━━━━━ Dataset extract
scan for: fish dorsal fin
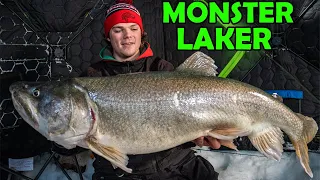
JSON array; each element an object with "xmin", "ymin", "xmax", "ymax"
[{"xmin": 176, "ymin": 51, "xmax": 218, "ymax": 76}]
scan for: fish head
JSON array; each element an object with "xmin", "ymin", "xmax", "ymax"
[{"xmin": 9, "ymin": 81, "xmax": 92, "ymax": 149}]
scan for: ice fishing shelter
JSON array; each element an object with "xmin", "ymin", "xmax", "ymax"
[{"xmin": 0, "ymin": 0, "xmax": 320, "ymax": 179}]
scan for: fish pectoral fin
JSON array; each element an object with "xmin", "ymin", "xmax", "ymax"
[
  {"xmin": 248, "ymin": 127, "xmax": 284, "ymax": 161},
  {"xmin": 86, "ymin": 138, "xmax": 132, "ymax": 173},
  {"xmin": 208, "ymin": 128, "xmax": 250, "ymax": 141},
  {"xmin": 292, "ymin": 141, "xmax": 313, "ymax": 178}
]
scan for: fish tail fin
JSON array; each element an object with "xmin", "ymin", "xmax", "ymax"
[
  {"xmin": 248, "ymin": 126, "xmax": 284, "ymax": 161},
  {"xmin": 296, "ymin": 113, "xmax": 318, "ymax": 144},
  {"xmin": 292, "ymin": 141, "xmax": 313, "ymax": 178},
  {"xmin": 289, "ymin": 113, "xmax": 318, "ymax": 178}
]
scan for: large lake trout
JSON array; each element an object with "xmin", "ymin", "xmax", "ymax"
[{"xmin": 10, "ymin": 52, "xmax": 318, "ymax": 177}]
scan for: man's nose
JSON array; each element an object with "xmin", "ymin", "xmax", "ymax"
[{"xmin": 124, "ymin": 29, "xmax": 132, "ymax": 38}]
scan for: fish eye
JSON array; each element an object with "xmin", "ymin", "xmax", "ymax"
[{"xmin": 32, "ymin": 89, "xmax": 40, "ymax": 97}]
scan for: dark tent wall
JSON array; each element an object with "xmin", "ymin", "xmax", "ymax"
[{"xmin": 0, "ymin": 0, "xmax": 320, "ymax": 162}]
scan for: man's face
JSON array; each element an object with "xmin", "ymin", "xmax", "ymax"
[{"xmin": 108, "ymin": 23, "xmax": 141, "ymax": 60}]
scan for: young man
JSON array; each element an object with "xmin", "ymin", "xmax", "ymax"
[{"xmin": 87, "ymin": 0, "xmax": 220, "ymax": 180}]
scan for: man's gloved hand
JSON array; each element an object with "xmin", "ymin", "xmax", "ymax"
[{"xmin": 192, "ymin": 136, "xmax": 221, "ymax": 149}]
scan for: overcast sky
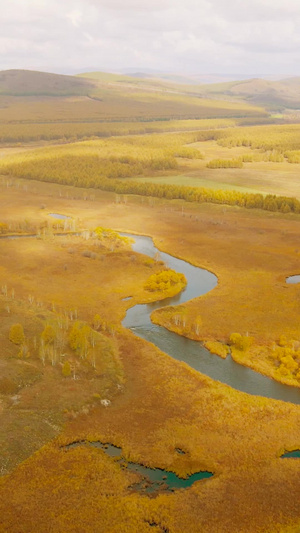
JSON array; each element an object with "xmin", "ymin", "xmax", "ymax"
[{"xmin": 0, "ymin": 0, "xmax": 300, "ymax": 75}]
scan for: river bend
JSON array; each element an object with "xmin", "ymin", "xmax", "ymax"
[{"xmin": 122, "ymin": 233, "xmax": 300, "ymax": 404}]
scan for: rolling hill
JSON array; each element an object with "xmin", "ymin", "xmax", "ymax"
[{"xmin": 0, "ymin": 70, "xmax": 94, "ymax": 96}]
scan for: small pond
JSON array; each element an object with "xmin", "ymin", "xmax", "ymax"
━━━━━━━━━━
## [Work to complete]
Repeat the lines starting at the line containing "scan for: small pond" and ending at the end of the lines, reproducing them character for character.

## [Solution to the problem]
scan for: small pond
JSON array; each element an object with "xmin", "ymin", "xmax", "ymax"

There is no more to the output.